• Task to carry out
Present every one of the rows below as a numbered list, skipping blank lines and leaving out the pictures.
# # # # #
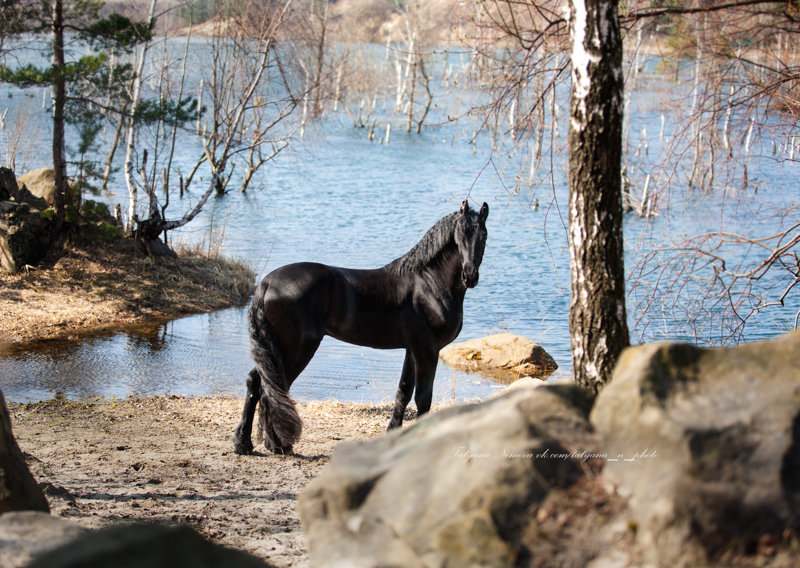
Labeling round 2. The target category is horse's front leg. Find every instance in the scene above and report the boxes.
[388,349,416,430]
[233,369,261,455]
[414,349,439,418]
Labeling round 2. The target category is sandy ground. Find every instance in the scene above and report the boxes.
[9,397,390,566]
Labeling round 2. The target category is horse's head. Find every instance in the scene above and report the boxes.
[453,199,489,288]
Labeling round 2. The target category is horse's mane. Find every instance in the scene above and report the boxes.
[386,211,462,274]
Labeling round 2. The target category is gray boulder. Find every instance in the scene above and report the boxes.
[591,332,800,566]
[0,201,51,274]
[0,168,47,209]
[17,167,81,211]
[298,385,595,567]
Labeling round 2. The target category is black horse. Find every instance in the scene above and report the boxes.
[234,201,489,454]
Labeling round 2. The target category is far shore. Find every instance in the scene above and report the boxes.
[0,239,255,343]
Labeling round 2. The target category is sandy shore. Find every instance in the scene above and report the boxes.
# # # # #
• The output
1. Labeling round 2. The target category is horse's front leg. Find every instance in the scene above and report the boxes.
2. [388,349,416,430]
3. [233,369,261,455]
4. [414,349,439,418]
5. Labeling round 2. The target category is sandy ground. Find every instance in the scene above and report the boxes.
6. [9,397,390,566]
7. Labeling round 2. The target category is horse's head. Find every instance in the scene above and report the boxes.
8. [453,199,489,288]
9. Labeling round 2. The target category is horse's mane. Find every instance in the scene above and report the boxes.
10. [386,211,462,274]
11. Labeling round 2. The target category is gray boulder. Find every instance in the scene above and report the boxes.
12. [591,332,800,566]
13. [0,201,51,274]
14. [0,168,47,209]
15. [17,167,81,211]
16. [298,385,595,567]
17. Labeling round 2. The target category is black horse. Find every instance in the scene above and report the boxes.
18. [234,201,489,454]
19. Labeling round 2. The target category is far shore. Find every instance in the scene above and report the boxes.
20. [0,239,255,343]
21. Labeling round 2. The target category is sandy shore. Find every instance in the scene above and report the boxes.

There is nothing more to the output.